===== INPUT MATERIAL

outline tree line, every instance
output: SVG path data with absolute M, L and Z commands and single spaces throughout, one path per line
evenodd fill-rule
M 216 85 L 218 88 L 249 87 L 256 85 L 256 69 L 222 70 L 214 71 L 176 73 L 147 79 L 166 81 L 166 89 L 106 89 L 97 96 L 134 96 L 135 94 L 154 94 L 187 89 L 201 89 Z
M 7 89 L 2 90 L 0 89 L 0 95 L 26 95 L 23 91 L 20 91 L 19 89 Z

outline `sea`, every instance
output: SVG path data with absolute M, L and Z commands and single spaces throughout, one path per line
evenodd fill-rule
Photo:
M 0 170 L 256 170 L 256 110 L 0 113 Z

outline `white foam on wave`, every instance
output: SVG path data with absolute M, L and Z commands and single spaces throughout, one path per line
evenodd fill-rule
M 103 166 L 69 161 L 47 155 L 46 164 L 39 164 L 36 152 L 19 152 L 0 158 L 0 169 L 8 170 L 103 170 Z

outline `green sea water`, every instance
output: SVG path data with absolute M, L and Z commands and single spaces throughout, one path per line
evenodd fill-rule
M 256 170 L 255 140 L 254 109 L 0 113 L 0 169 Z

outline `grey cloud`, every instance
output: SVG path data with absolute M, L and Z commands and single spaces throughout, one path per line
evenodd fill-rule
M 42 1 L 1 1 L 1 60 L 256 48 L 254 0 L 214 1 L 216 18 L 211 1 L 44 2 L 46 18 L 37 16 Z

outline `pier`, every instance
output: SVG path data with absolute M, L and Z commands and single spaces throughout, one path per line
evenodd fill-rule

==========

WHAT IS NEEDED -
Reproduce the material verbatim, starting at its first line and ending with the line containing "M 7 89 L 2 90", both included. Output nothing beyond those lines.

COMPLETED TASK -
outline tree line, every instance
output: SVG path data with absolute M, L and Z commands and single spaces throughout, one path per line
evenodd fill-rule
M 216 85 L 218 88 L 249 87 L 256 85 L 256 69 L 222 70 L 214 71 L 176 73 L 147 79 L 166 81 L 166 89 L 106 89 L 97 96 L 134 96 L 135 94 L 154 94 L 187 89 L 201 89 Z
M 7 89 L 2 90 L 0 89 L 0 95 L 26 95 L 23 91 L 20 91 L 19 89 Z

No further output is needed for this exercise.